Text passage >>
-------------------------
A scientific exploration of the eclipse
written by L. Paul Verhage
The Stratosphere is our Gateway to Space
I have to confess that I’m a science geek. And since 1996, I’ve been expressing my science geekiness with a high altitude balloon program that I refer to as a poorman’s space program. Essentially, it means I launch weather balloons with radio tracking equipment and automated experiments to explore the heavens, atmosphere, and ground. A weather balloon can climb higher than 100,000 feet and at those kinds of altitudes, it looks and feels a lot like outer space. And the cost of one of these flights is down right cheap compared to a rocket launch into Earth orbit, hence its poorman’s space program moniker.
So imagine for a moment a place that’s between 10 and 20 miles overhead. Were the air pressure drops to 99% vacuum, the horizon becomes noticeably curved, and the overhead sky turns pitch black. This is what it’s like within the mid-stratosphere, or near space. With an unmanned weather balloon, experiments reach near space in less than an hour and have at least another half hour to explore it. A weather balloon can carry many kinds of a science experiment, just as long as that experiment can operate without human intervention.
I didn’t start flying near space experiments with the solar eclipse in mind. However, once I realized that I could fly a mission during the solar eclipse, I did everything in my power to make sure I’d be ready. Actually preparing for the mission was simple, it was picking the launch site that was difficult. It was difficult because of one of Idaho’s blessings and curses – it’s so mountainous. Idaho’s extensive range of mountains makes it difficult to find a launch site that’s both convenient to reach and that results in a recovery site where the chase crew can retrieve the experiments. So this is why my wife and I ended up launching the eclipse weather balloon just over the border in Ontario.
Monday Morning, August 21, 2017
I want to thank Frazier Aviation for giving my wife and me a safe location at the Ontario airport to launch the balloon. We were able contact both the FAA and local civilian pilots prior to the launch to ensure the balloon stayed out of everyone’s way. It turned there was a second benefit of launching at the Ontario airport; over a dozen private pilots had flown in to see the eclipse. And this audience was very happy to help with the balloon launch. Their efforts ensured that the mission was a success.
The short flight path predicted for this mission (only 32 miles) meant we had plenty of time to observe the eclipse and some of its effects before we had to start chasing the balloon. Below is an example of the eclipse pictures I recorded at the Ontario airport.
The drive south of Ontario and past Vale went well and we were able to track the balloon over both the internet and amateur radio. The problem began only once the balloon was close to landing. We were now driving west of Homedale, ID and south of Owyhee, OR where there’s very little if any cell phone service. Making matters worse, the mountains made receiving transmissions from the balloon’s radio trackers spotty.
The last position report we received over our ham radio was when the balloon was still 1,000 feet above the ground. Our cell phone had no bars, so we couldn’t check out the position reports coming from other ham radio operators who might have received signals when the balloon was even closer to the ground. Even worse, without cell phone reception, we couldn’t check Google Maps for roads that brought us close to the last known position of the balloon.
-------------------------
Data records >>
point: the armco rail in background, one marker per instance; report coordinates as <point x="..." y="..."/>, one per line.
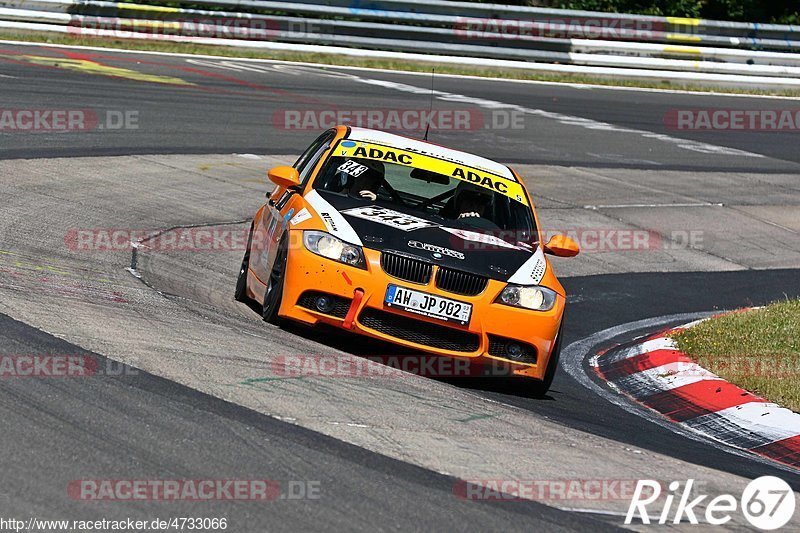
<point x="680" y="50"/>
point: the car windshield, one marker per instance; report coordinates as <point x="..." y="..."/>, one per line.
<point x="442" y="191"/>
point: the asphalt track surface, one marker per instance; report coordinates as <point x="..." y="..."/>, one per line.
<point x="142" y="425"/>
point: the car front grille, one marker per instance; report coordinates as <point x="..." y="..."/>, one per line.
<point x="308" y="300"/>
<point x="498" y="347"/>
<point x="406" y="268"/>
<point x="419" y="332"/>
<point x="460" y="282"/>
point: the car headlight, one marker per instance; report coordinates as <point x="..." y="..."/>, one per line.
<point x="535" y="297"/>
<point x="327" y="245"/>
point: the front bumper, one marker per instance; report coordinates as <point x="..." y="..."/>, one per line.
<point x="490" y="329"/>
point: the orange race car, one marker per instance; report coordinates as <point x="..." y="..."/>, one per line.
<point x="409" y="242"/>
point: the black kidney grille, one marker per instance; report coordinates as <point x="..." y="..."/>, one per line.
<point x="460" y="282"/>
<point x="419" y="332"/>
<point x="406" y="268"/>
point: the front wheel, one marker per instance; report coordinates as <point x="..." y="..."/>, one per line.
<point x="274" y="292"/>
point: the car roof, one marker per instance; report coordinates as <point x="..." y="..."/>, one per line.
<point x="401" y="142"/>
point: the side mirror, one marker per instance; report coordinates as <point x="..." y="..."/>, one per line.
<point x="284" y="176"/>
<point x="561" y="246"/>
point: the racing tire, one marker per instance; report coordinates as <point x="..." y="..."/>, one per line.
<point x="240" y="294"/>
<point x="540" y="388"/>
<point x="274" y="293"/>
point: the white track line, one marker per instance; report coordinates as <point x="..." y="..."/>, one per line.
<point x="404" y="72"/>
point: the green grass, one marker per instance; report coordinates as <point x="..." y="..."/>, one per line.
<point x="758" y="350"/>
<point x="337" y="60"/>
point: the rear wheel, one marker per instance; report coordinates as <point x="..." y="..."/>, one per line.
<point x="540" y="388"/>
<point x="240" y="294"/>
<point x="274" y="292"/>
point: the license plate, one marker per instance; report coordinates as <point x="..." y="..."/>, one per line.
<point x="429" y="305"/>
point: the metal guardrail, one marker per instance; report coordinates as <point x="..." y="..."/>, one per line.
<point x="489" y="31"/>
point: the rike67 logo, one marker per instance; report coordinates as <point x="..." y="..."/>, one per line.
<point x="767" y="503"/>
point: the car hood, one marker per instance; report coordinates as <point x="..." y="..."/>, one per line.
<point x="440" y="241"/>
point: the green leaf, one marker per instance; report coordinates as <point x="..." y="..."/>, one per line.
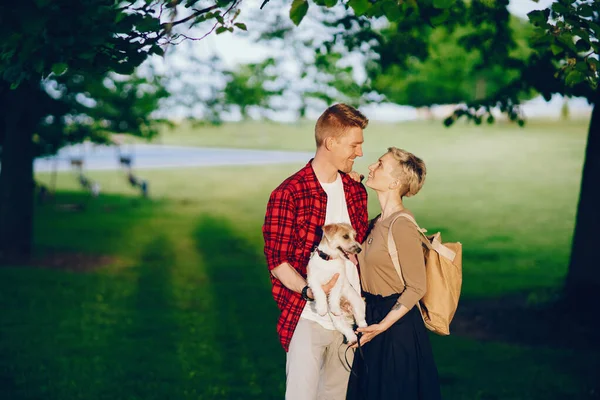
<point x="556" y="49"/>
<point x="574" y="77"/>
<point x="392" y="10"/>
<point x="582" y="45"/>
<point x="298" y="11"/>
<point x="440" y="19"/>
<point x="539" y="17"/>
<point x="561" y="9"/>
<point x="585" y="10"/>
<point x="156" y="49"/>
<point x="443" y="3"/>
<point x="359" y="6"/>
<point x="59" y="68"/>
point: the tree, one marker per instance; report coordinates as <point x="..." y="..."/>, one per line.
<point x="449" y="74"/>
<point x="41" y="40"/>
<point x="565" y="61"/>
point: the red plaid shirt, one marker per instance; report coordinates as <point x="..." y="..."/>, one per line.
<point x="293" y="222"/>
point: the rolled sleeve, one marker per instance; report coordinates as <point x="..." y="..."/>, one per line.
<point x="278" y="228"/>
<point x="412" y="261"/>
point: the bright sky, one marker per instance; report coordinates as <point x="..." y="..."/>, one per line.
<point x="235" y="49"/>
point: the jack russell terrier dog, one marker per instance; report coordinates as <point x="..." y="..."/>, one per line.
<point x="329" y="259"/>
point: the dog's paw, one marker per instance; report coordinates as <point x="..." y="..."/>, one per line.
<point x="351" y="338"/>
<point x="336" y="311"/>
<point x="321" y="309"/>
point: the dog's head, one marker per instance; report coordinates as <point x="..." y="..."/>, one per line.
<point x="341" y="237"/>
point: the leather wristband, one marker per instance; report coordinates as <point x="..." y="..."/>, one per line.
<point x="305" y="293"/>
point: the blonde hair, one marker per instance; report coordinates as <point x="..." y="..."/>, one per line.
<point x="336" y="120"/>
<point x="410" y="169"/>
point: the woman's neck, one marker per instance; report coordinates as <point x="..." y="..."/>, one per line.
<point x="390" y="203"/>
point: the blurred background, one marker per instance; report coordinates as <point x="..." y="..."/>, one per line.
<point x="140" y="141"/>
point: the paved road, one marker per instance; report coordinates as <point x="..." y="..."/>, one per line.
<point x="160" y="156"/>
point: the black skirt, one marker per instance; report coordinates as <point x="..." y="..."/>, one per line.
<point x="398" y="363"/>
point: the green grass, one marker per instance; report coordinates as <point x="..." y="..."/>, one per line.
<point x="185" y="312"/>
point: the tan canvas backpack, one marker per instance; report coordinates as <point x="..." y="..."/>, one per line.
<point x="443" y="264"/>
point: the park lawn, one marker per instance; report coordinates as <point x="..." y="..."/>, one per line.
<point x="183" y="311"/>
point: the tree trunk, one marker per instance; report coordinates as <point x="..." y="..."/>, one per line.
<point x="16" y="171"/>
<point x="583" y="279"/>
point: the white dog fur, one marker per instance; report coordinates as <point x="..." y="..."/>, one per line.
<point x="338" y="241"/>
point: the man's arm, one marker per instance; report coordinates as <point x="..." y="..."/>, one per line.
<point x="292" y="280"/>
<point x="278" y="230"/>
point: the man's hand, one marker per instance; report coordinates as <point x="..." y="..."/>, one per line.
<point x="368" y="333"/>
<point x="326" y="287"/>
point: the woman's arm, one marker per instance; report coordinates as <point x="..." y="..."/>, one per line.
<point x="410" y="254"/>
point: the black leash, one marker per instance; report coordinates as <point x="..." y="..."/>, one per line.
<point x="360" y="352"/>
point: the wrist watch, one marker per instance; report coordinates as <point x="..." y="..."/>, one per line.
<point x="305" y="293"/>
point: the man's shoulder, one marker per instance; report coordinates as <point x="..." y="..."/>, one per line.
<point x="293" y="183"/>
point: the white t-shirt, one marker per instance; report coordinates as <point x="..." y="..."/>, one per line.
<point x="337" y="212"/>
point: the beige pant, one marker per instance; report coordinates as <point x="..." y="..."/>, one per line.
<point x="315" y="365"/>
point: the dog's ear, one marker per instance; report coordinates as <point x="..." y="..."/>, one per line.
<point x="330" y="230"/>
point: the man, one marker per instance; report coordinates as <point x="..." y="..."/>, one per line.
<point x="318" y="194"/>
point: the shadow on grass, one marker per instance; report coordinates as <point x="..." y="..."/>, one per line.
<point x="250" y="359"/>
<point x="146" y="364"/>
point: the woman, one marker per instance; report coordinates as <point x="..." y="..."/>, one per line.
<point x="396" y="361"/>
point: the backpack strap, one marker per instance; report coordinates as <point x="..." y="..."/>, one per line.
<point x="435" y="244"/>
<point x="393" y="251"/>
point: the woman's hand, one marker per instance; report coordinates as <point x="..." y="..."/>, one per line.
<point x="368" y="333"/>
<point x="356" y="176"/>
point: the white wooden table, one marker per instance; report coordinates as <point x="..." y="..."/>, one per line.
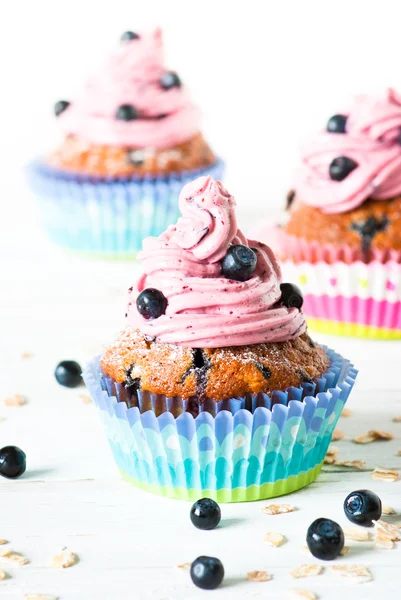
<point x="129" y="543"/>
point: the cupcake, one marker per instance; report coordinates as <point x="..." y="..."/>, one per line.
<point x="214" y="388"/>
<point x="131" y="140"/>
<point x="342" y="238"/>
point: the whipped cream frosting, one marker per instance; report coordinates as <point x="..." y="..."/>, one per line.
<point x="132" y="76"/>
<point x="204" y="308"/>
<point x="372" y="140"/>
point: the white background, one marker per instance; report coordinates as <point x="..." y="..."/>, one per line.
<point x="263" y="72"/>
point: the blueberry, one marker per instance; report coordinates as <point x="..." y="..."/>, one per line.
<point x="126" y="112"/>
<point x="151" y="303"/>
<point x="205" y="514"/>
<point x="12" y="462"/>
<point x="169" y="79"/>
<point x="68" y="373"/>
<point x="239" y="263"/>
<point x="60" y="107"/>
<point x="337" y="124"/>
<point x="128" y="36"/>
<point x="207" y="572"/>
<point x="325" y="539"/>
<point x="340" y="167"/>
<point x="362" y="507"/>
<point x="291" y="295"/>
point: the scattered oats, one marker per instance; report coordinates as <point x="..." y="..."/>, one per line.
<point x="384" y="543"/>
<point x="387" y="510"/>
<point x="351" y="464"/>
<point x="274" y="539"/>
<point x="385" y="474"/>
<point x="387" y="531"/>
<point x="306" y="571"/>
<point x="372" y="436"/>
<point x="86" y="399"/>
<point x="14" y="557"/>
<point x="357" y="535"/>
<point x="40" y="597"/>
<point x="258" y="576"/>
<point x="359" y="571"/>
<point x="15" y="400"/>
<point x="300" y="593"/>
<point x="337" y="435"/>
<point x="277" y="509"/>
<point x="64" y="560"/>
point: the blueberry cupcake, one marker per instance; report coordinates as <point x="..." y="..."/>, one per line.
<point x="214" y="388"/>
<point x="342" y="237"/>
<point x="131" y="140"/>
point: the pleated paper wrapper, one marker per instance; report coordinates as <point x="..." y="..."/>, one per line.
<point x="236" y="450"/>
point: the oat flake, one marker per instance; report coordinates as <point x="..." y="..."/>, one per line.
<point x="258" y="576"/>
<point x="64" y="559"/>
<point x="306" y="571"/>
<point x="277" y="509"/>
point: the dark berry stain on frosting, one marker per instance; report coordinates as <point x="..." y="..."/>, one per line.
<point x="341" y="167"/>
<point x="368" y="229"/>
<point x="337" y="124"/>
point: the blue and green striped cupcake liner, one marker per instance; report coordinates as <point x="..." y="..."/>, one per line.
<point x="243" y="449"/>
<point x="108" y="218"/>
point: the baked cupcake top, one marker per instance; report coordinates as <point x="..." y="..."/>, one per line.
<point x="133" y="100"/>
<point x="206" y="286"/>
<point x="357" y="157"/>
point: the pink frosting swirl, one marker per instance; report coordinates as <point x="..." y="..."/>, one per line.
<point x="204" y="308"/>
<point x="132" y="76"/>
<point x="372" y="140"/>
-------------------------
Exercise details >> Continue the account of the eclipse balloon flight from the point where it stops.

Reply >>
At this point, I had to take my wife home. She had a class than evening and couldn’t afford to miss it because of a lost balloon. Turns out, it was fortunate that I brought her home, because there we had internet and I found an updated position from the balloon. I was elated that I now had an excellent position on the balloon’s landing location. Even more exciting, the balloon was just 1,000 off a major road. According to Google Maps, I just needed to drive to the town of Owyhee and then drive five miles south on Owyhee Lake Road. So I loaded up a couple of water bottles and snacks before hitting the road.
After driving a few miles along Owyhee Lake Road I was able to pick up radio transmissions that confirmed the balloon’s exact location. But there was problem, a mountain had gotten in the way of the balloon’s descent. So I knew where the balloon was, 700 feet above the road on some of the steepest climbing I’ve ever have to do.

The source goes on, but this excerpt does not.